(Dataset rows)
[BEGIN]

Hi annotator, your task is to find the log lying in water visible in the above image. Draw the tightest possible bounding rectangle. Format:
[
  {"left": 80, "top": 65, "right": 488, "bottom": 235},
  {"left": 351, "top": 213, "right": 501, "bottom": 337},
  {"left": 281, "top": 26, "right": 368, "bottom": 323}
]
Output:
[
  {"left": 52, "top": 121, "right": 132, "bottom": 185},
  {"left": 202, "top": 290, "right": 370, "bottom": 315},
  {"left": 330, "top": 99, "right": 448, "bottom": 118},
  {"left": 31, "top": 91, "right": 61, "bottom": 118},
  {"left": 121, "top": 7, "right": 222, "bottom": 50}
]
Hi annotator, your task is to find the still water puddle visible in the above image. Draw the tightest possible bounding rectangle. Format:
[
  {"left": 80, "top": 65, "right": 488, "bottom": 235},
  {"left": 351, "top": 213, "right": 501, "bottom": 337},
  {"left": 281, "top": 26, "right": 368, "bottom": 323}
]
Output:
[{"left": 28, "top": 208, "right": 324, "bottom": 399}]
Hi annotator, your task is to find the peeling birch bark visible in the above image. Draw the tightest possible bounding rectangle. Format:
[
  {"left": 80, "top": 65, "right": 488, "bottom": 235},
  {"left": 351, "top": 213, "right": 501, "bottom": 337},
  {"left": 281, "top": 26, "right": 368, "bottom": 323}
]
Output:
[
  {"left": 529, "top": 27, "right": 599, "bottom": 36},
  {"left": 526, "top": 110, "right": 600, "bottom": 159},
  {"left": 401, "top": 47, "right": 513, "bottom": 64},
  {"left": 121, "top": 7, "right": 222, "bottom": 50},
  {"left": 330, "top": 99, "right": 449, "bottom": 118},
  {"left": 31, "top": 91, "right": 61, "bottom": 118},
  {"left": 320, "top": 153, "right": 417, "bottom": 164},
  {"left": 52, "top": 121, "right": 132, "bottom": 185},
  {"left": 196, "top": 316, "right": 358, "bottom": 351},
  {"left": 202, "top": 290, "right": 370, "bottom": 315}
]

[END]

### WORK TO COMPLETE:
Could you put each line of the listing above into a JSON list of strings, one string per line, with any blank lines dropped?

### OUTPUT BELOW:
[
  "Hi annotator, your task is to find the log lying in water visible in the above image. Draw the tightest possible bounding rectangle. Format:",
  "[",
  "  {\"left\": 80, \"top\": 65, \"right\": 488, \"bottom\": 235},",
  "  {\"left\": 351, \"top\": 213, \"right\": 501, \"bottom\": 337},",
  "  {\"left\": 281, \"top\": 26, \"right\": 368, \"bottom\": 323}",
  "]",
  "Output:",
  "[",
  "  {\"left\": 52, \"top\": 121, \"right\": 132, \"bottom\": 185},",
  "  {\"left\": 202, \"top\": 290, \"right\": 370, \"bottom\": 315},",
  "  {\"left\": 330, \"top\": 99, \"right\": 448, \"bottom\": 118},",
  "  {\"left\": 31, \"top\": 91, \"right\": 61, \"bottom\": 118},",
  "  {\"left\": 121, \"top\": 7, \"right\": 222, \"bottom\": 50}",
  "]",
  "Hi annotator, your task is to find the still water puddle visible in the above image. Draw the tightest possible bounding rectangle. Format:",
  "[",
  "  {\"left\": 80, \"top\": 65, \"right\": 488, \"bottom\": 235},",
  "  {\"left\": 351, \"top\": 213, \"right\": 501, \"bottom\": 337},",
  "  {\"left\": 281, \"top\": 26, \"right\": 368, \"bottom\": 323}",
  "]",
  "Output:",
  "[{\"left\": 28, \"top\": 208, \"right\": 324, \"bottom\": 399}]",
  "Hi annotator, your task is to find the peeling birch bark visible in the above image. Draw the tightest possible bounding rectangle. Format:",
  "[",
  "  {\"left\": 80, \"top\": 65, \"right\": 488, \"bottom\": 235},",
  "  {\"left\": 351, \"top\": 213, \"right\": 501, \"bottom\": 337},",
  "  {\"left\": 281, \"top\": 26, \"right\": 368, \"bottom\": 323}",
  "]",
  "Output:",
  "[",
  "  {\"left\": 529, \"top\": 27, \"right\": 599, \"bottom\": 36},",
  "  {\"left\": 526, \"top\": 110, \"right\": 600, \"bottom\": 159},",
  "  {\"left\": 401, \"top\": 47, \"right\": 513, \"bottom\": 64},",
  "  {\"left\": 121, \"top\": 7, \"right\": 222, \"bottom\": 50},",
  "  {\"left\": 330, \"top\": 99, \"right\": 449, \"bottom\": 118},",
  "  {\"left\": 31, \"top\": 91, \"right\": 61, \"bottom\": 118},",
  "  {\"left\": 320, \"top\": 153, \"right\": 417, \"bottom\": 164},",
  "  {\"left\": 52, \"top\": 121, \"right\": 132, \"bottom\": 185},",
  "  {\"left\": 196, \"top\": 316, \"right\": 358, \"bottom\": 351},",
  "  {\"left\": 202, \"top\": 290, \"right\": 370, \"bottom\": 315}",
  "]"
]